**TEXTE FOURNI:**
..........
Tout d’abord, comment allez-vous après cette année « claquemurée » ?
Jean-Luc Nancy: Merci, ça va. Mon état ne dépend pas du confinement, je suis déjà très sédentaire.

Vous citez Hegel pour qui la philosophie vient lors du déclin d’une forme de vie puis essaie de penser cette forme et son déclin dont l’avenir est imprévisible. Vivons nous en ce moment cette forme de déclin et ce retour de la philosophie ?

Jean-Luc Nancy: Le déclin, c’est certain. La forme de vie qui décline est la civilisation de l’humanisme rationaliste dont le capitalisme technoscientifique est en quelque sorte l’ombre portée. Elle aura été une très grande forme mais elle est finie. Elle ne progresse plus, elle ne fait que des progrès techniques (considérables). Le retour de la philosophie, c’est autre chose…

D’ailleurs Hegel ne parle pas d’un retour : il dit que la philosophie vient au crépuscule et en outre qu’elle « peint son gris sur le gris ». Il y a chez lui un profond désenchantement – déjà – devant un monde devenu gris et qui a perdu les couleurs de la vie. Il précise cela dans l’Esthétique. Avec Hegel a commencé une inquiétude, un malaise de la philosophie. Marx, Nietzsche, Kierkegaard le montrent. Husserl aurait voulu tout refonder mais c’était trop tard et c’est ce que Heidegger, lui, a compris.
..........
**DONNÉES À TRAITER:**
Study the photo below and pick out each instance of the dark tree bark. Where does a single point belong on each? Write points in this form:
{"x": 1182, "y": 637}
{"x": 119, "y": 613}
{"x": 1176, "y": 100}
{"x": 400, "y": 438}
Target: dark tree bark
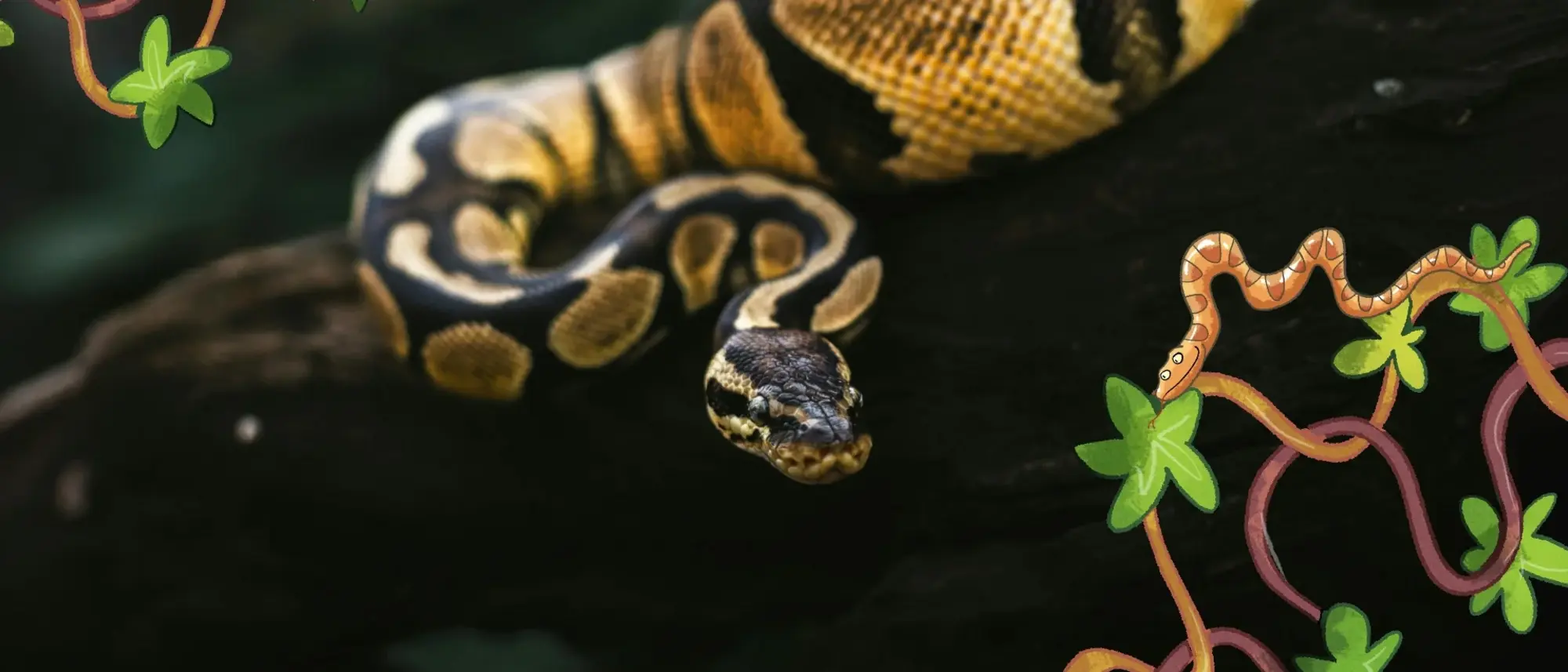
{"x": 233, "y": 470}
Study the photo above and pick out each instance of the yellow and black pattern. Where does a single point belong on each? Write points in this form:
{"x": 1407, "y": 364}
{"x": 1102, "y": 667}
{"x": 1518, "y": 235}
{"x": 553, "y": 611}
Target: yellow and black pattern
{"x": 722, "y": 140}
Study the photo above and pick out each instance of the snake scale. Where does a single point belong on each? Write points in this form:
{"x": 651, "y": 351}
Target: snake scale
..........
**SÉRIE D'EXERCICES:**
1. Recopiez mot pour mot le passage de l'entretien qui commence à « Jean-Luc Nancy: Le » et se termine à « lui, a compris. ».
2. Citez à l'identique les lignes des données qui commencent à celle contenant « of the snake » et se terminent à la fin des données.
L'entretien et les données n'ont aucun lien entre eux.

**CORRIGÉS:**
1.
Jean-Luc Nancy: Le déclin, c’est certain. La forme de vie qui décline est la civilisation de l’humanisme rationaliste dont le capitalisme technoscientifique est en quelque sorte l’ombre portée. Elle aura été une très grande forme mais elle est finie. Elle ne progresse plus, elle ne fait que des progrès techniques (considérables). Le retour de la philosophie, c’est autre chose…

D’ailleurs Hegel ne parle pas d’un retour : il dit que la philosophie vient au crépuscule et en outre qu’elle « peint son gris sur le gris ». Il y a chez lui un profond désenchantement – déjà – devant un monde devenu gris et qui a perdu les couleurs de la vie. Il précise cela dans l’Esthétique. Avec Hegel a commencé une inquiétude, un malaise de la philosophie. Marx, Nietzsche, Kierkegaard le montrent. Husserl aurait voulu tout refonder mais c’était trop tard et c’est ce que Heidegger, lui, a compris.

2.
Study the photo above and pick out each instance of the snake scale. Where does a single point belong on each? Write points in this form:
{"x": 651, "y": 351}
Target: snake scale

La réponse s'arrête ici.